- [Work instructions]: Return exactly, with nothing added, the lines from the one that contains "in: indicate the grey cloud, one point each." through the end of the listing below, pictures excluded.

- [Input data]:

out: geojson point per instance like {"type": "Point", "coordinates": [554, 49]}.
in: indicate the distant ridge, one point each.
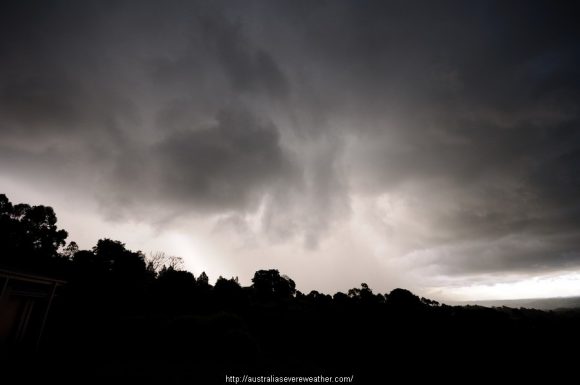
{"type": "Point", "coordinates": [530, 303]}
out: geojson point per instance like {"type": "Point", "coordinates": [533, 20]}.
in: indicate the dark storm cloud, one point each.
{"type": "Point", "coordinates": [471, 109]}
{"type": "Point", "coordinates": [224, 167]}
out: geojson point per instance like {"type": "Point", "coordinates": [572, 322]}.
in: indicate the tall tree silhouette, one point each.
{"type": "Point", "coordinates": [29, 237]}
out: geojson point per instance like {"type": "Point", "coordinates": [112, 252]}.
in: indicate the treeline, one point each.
{"type": "Point", "coordinates": [126, 316]}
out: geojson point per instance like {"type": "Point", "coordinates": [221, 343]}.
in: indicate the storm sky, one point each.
{"type": "Point", "coordinates": [428, 145]}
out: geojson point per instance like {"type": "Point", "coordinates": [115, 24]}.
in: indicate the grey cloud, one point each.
{"type": "Point", "coordinates": [475, 103]}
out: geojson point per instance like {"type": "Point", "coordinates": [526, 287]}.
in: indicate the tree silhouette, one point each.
{"type": "Point", "coordinates": [29, 236]}
{"type": "Point", "coordinates": [269, 284]}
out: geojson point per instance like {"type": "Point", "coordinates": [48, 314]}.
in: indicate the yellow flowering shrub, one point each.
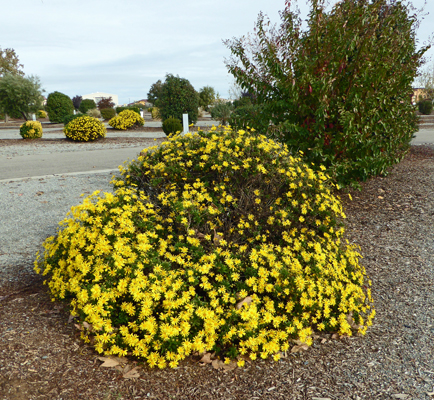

- [Exercise output]:
in: indicate the grey cloud, one point each.
{"type": "Point", "coordinates": [475, 103]}
out: geojson point per instance like {"type": "Point", "coordinates": [526, 287]}.
in: indicate the tree silhouette, one point each.
{"type": "Point", "coordinates": [29, 236]}
{"type": "Point", "coordinates": [269, 284]}
out: geojson point per instance like {"type": "Point", "coordinates": [48, 314]}.
in: indicate the yellow flowering shrub, one point each.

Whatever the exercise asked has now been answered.